◆ SET EXERCISE 1 ◆
In the forum post about an old college friend, during which years were the writer and the friend classmates?

TO ENTERTAIN or NOT TO ENTERTAIN???

Philippines
February 17, 2013 7:35pm CST
I have this old friend and I've known since college days. We were classmates since 2nd year until we graduated. He said that he likes me even before he knew me. He confessed that even we were in 1st year he took stolen shoots of me from afar and he wants to know my whereabouts. He courted me when we became classmates and we became good friends actually. He is one of the very few person that I share a lot with. He knowa most of my secrets. But then we didn't end up as COUPLES. He was courting me but then I said YES to another person. I like him but I can't see myself being with him. I feel very awkward. But, yeah we remain friends but not as close as before because my boyfriends gets jelous of him. After graduation, we seldom talk and there's a time that we don't communicate at all. Just last week when we accidentally bump into each other because my friend's boyfriend was his friend. So now, he told me that the feeling is still the same as before and he knows that I am in a relationship now. Is this friendship worth keeping??? What should I do????
8 responses
@chiyosan (30183)
• Philippines
18 Feb 13
Hi there dianon! =) i think it is okay just staying friends with him.. you know he has feelings for you, that is given and now that you have been in contact with him and still is committed to someone else you should just put a barrier between the two of you so he would not think that you are giving him wrong signals about the friendship you can offer him. Just be clear and just make sure that he will not have an idea that you are entertaining him. For me, it is just not worth losing a good friend who did nothing to hurt you, he was just attracted to you, but if he knows there is no chance for the both of you, then it should be okay, right?

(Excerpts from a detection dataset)
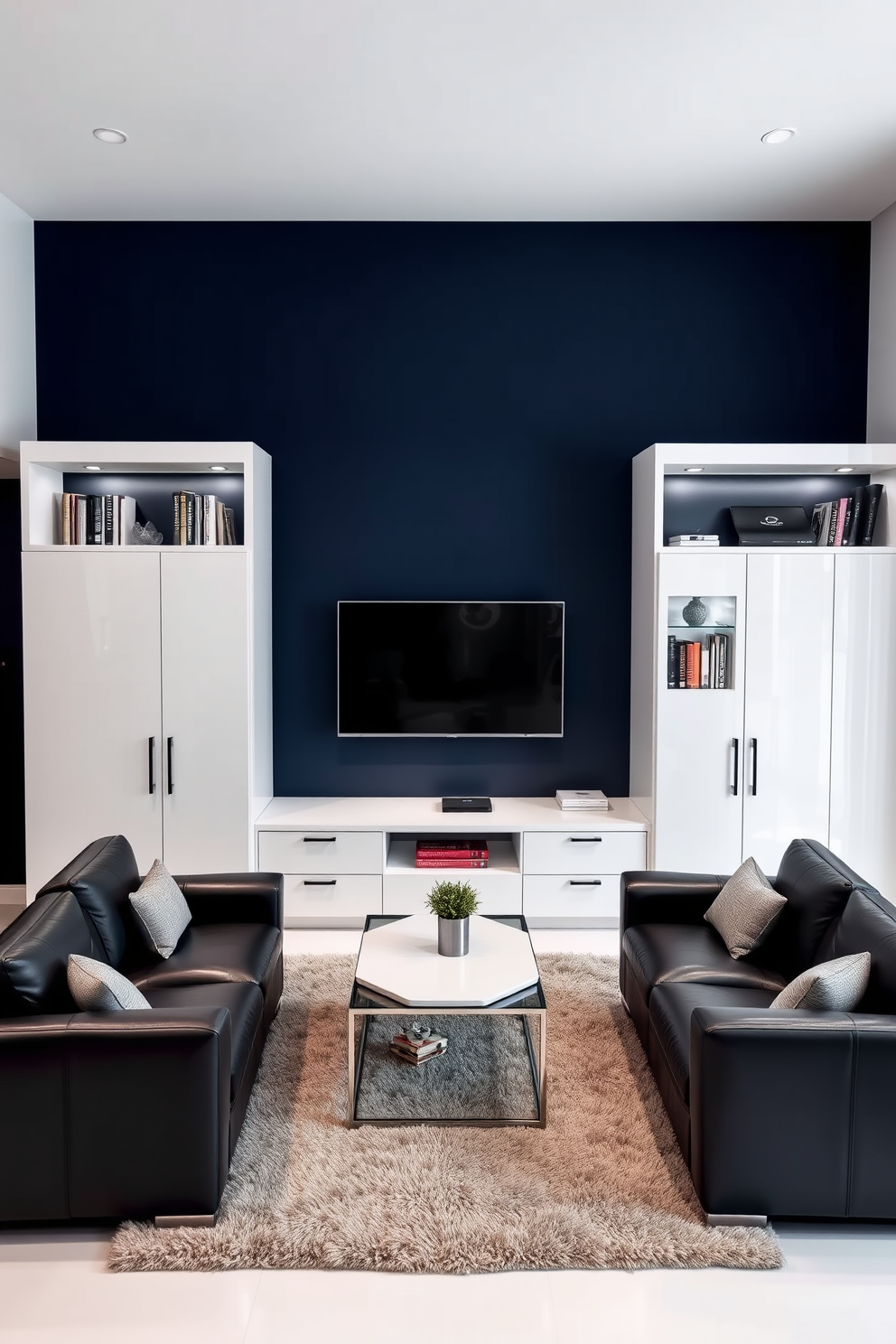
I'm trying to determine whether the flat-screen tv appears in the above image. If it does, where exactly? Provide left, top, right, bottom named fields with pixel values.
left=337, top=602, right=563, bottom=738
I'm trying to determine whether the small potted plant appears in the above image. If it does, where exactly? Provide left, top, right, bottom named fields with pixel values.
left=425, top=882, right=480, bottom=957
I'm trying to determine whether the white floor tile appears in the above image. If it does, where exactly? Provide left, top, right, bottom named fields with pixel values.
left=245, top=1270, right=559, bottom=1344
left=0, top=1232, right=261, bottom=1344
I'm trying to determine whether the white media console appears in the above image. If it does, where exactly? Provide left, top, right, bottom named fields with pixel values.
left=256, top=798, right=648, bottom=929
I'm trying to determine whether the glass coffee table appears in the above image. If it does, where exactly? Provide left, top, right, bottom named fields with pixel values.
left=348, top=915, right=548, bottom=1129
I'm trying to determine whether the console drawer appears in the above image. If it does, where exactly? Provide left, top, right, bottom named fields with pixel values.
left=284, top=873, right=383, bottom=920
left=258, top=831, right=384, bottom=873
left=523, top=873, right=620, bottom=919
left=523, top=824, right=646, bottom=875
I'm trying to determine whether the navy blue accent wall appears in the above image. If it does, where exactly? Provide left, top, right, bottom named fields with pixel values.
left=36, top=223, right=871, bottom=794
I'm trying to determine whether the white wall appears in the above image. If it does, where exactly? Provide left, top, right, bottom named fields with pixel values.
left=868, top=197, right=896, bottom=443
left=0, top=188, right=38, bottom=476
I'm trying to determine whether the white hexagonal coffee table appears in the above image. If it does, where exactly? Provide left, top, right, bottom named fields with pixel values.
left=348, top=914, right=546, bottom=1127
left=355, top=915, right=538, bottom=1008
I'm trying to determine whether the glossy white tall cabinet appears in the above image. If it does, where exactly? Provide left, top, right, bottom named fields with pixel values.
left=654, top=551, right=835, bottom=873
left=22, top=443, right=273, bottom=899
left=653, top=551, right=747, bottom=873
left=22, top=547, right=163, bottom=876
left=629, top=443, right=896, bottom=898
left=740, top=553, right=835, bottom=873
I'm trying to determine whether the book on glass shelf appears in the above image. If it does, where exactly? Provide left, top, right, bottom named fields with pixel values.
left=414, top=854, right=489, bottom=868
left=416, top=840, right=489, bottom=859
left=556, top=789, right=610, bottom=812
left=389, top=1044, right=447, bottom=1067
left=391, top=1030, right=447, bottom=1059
==
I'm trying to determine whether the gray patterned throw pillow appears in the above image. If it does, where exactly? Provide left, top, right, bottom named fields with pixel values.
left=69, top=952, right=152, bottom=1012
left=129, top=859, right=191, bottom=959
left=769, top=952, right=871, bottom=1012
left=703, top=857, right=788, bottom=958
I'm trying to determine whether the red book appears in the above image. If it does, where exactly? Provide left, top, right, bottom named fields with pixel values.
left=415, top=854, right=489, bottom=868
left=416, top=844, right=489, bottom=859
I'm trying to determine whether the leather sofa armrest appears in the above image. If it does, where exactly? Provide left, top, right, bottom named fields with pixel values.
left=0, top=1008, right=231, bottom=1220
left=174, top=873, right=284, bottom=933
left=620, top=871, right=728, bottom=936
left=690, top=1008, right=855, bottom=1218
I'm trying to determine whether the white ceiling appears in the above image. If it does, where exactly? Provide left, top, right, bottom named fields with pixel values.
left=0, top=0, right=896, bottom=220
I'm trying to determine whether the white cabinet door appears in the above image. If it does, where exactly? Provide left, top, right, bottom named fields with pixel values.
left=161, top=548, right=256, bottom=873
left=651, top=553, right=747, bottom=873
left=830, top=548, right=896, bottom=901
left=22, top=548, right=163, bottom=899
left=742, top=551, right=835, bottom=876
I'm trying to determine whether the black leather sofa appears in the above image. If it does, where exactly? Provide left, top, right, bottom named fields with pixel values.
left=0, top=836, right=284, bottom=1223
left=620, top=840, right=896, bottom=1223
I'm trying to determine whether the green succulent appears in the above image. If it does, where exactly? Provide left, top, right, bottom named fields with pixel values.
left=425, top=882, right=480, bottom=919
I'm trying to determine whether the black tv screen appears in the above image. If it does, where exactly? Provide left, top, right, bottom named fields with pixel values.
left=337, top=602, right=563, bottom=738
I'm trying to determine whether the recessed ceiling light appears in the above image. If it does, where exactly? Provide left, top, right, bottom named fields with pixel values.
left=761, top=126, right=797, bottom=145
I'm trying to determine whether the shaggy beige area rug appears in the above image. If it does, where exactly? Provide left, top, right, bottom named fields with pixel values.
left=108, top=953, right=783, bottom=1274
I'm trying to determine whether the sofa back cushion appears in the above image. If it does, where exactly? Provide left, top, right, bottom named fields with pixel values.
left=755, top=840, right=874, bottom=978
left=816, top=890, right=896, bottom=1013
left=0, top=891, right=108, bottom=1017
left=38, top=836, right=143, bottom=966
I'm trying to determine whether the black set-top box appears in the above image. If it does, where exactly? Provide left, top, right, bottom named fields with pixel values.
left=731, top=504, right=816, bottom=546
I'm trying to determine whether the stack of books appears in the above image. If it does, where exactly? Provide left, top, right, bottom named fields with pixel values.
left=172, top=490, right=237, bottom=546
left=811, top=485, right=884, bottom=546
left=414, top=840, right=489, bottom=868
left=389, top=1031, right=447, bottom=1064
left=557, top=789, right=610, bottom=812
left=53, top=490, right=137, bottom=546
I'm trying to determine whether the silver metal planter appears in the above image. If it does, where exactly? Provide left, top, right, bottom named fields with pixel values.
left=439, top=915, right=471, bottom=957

◆ SET EXERCISE 2 ◆
In the records, switch "glass coffee table" to "glass side table" in the part that opens with the line containing "I'm trying to determine whether the flat-screen" and closes with the line containing "left=523, top=824, right=646, bottom=875", and return only that part.

◆ CORRECT RESULT 1 ◆
They were classmates from 2nd year until they graduated.

◆ CORRECT RESULT 2 ◆
I'm trying to determine whether the flat-screen tv appears in the above image. If it does, where exactly? Provide left, top, right, bottom named fields with pixel values.
left=337, top=602, right=563, bottom=738
I'm trying to determine whether the small potted plant appears in the above image. If it does, where exactly? Provide left, top, right, bottom named fields with pixel values.
left=425, top=882, right=480, bottom=957
I'm trying to determine whether the white floor tile appears in the above image. If it does, where exactly? Provide left, top, right, bottom named fields with pixel values.
left=245, top=1270, right=559, bottom=1344
left=0, top=1232, right=261, bottom=1344
I'm trying to determine whether the white media console appears in the above image. If it does, where exactly? Provide left, top, right, bottom named fields with pixel values.
left=256, top=798, right=648, bottom=929
I'm trying to determine whether the glass side table appears in the above image. If it does, where exactly? Provide left, top, right, bottom named fields with pixel values.
left=348, top=915, right=548, bottom=1129
I'm trying to determine whether the console drawer appears in the above image. If it does, where exactly? Provide left, top, right, bottom named fields with pixel values.
left=284, top=873, right=383, bottom=920
left=258, top=831, right=384, bottom=873
left=523, top=873, right=620, bottom=919
left=523, top=824, right=646, bottom=875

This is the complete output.